TASK GOAL:
Give the data below as a JSON list of strings, one string per line and no blank lines. Leave the pictures out of your answer.

-- Start DATA EXCERPTS --

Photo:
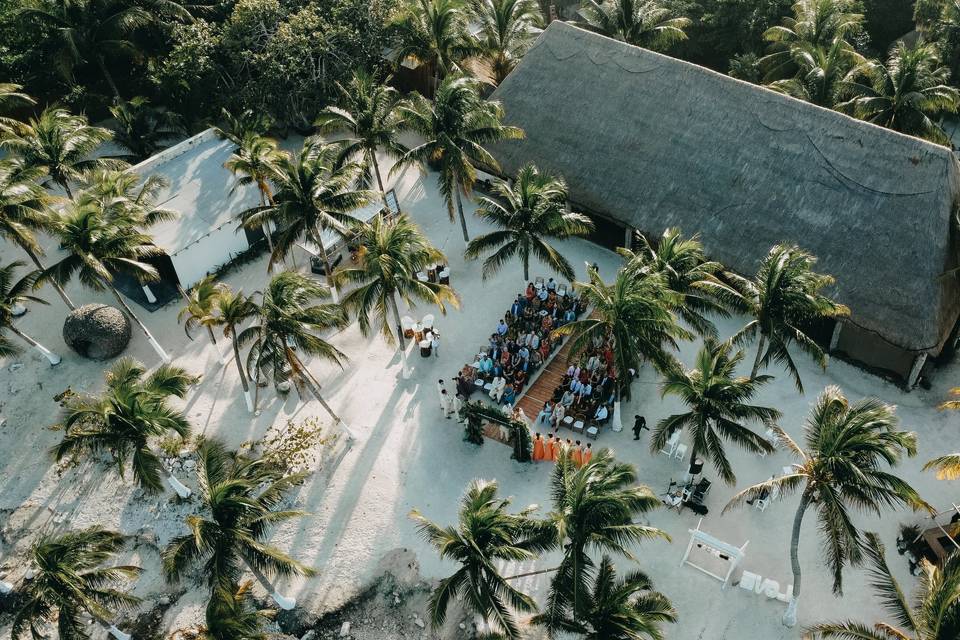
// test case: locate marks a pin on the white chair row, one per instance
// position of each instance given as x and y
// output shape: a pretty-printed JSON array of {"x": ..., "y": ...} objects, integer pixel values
[{"x": 765, "y": 586}]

-- End DATA EXCERPTS --

FULL SOLUTION:
[
  "Photo:",
  "// test case: locate marks a pin on the white chair row, one per instance",
  "// position of each instance given as x and y",
  "// output shape: a pretty-printed JSON array of {\"x\": ..., \"y\": ...} objects, integer pixel values",
  "[{\"x\": 765, \"y\": 586}]"
]